_BRIEF 1_
According to the vertical agriculture text, which crops are much harder to grow indoors?
_BRIEF 2_
In the vertical agriculture text, rewrite the paragraph beginning "Of course, there are also disadvantages" as a short list that keeps its main facts.
_BRIEF 3_
Give a continuation of the vertical agriculture text, starting after its last sentence.

_SOURCE DOCUMENT_
++++

Sky-high expectations for vertical agriculture
For years, organisations are experimenting with vertical agriculture. Crops are grown on top of each other in buildings, for example in factory halls, offices or in farm towers. Vertical farming has many advantages. As crops are grown in a fully controlled environment, no pesticides are needed. The use of water and fertilizer is very efficient and accurate. Because it is possible to produce within a city, the food print is reduced and the pressure on existing farmland decreases. In addition, this interior farming is not subject to the vagaries of nature, such as drought or floods.
Of course, there are also disadvantages. This is why vertical agriculture has not yet become commonplace, despite promising year-on-year growth rates of more than 25%. First of all, the high energy consumption is necessary to create the ideal growing environment for the crops. Furthermore, there are major investments involved in the design of this ‘urban agriculture’ and the production costs are high. Also, not every crop can be grown indoors with equal success. Leafy vegetables, herbs, tomatoes and strawberries seem to thrive in such a controlled environment, while crops such as wheat and potatoes are much more difficult to grow.

++++

_DATA FOR REVIEW_
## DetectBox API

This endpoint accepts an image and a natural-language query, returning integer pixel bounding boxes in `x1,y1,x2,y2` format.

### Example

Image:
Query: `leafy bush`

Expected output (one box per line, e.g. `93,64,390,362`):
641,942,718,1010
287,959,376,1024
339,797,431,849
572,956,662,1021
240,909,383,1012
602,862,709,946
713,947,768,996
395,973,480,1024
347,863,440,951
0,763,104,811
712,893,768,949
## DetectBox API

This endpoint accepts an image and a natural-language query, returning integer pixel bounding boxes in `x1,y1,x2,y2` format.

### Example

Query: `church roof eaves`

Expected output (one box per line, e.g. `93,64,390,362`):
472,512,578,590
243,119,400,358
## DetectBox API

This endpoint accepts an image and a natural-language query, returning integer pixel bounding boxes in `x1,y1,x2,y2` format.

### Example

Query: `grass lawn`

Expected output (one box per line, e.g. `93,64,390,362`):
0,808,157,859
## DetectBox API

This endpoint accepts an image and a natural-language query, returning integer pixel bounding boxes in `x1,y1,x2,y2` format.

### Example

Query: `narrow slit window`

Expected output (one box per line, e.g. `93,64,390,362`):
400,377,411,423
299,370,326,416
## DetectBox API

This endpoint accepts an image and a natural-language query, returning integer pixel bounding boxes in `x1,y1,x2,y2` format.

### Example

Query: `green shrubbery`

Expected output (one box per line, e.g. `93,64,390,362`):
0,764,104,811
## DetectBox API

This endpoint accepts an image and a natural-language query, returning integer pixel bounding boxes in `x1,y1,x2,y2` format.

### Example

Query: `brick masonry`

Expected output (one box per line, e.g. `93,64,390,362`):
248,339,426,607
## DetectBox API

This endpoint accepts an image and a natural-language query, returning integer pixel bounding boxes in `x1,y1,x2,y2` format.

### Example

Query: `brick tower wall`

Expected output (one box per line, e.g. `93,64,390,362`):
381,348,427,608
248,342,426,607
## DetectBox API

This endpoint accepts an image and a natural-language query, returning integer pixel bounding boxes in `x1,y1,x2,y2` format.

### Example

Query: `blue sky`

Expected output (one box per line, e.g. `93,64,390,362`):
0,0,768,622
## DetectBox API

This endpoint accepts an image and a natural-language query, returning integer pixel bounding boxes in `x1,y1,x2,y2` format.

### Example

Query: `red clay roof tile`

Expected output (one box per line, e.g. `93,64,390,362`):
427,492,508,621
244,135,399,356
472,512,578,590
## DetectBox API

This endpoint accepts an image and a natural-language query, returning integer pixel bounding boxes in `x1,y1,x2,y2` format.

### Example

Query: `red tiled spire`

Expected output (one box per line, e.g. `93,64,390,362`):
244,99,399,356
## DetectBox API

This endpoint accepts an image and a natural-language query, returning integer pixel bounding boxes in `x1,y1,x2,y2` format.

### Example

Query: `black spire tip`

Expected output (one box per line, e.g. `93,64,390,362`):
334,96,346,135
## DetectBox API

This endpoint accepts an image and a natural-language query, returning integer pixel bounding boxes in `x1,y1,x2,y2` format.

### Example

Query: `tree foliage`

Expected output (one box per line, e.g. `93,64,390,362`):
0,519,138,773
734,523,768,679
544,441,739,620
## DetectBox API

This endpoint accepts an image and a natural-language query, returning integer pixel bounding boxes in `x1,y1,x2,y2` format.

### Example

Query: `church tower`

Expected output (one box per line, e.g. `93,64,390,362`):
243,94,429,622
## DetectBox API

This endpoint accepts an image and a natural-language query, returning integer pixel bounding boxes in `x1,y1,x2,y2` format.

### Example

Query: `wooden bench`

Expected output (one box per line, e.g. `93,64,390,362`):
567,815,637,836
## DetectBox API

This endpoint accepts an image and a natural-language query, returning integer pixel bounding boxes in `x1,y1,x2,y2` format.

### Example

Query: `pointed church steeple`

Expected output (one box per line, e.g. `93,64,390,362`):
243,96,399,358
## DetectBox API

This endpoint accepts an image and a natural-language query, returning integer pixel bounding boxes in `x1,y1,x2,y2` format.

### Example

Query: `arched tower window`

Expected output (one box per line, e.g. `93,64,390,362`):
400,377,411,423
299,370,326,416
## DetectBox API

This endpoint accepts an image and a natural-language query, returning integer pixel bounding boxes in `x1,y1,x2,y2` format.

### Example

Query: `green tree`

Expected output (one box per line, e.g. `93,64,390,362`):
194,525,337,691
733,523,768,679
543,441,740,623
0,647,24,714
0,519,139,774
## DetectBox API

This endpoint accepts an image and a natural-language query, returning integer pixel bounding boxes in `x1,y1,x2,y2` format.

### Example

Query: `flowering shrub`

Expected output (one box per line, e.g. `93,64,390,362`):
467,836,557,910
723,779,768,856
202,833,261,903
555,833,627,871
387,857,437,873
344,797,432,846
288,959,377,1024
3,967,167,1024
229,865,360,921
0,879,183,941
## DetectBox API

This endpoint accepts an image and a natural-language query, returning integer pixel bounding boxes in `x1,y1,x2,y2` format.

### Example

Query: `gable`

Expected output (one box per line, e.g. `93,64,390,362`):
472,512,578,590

++++

_OUTPUT 1_
Wheat and potatoes.

_OUTPUT 2_
Vertical agriculture is not yet commonplace, despite year-on-year growth rates above 25%, because of these disadvantages:
- Creating the ideal growing environment requires high energy consumption.
- Designing this urban agriculture involves major investments, and production costs are high.
- Not every crop grows equally well indoors. Leafy vegetables, herbs, tomatoes and strawberries seem to thrive, while wheat and potatoes are much more difficult to grow.

_OUTPUT 3_
The FAO expects 70% of the world’s population to live in cities by 2050. To what extent the recent COVID-19 pandemic will affect these figures is the question, now that the concept of ‘space’ and ‘qualitative living environment’ have taken on a new dimension for many. But overall this figure will be correct. Food security and constant supplies of food are extremely important. For corona, we were barely aware of this. The supermarkets were full of all kinds of food that we needed and often didn’t need. But the tide has turned. As a world, we are pressed on the facts; we have less control over our lives than we thought. And that also applies to the basic necessity of our daily food. In the Netherlands we have little to fear, we can meet this need for food and even have a food surplus that we export. But in other countries this situation is very different, where people depend on food imports. This gives a direct boost to the development of vertical agriculture. Urban agriculture seems to have a future, as it answers important issues such as food security, scarce resources, food price inflation and sustainability. These prospects attract investors, who will further increase the already high growth expectations. The lettuce plants grown indoors will grow to the sky.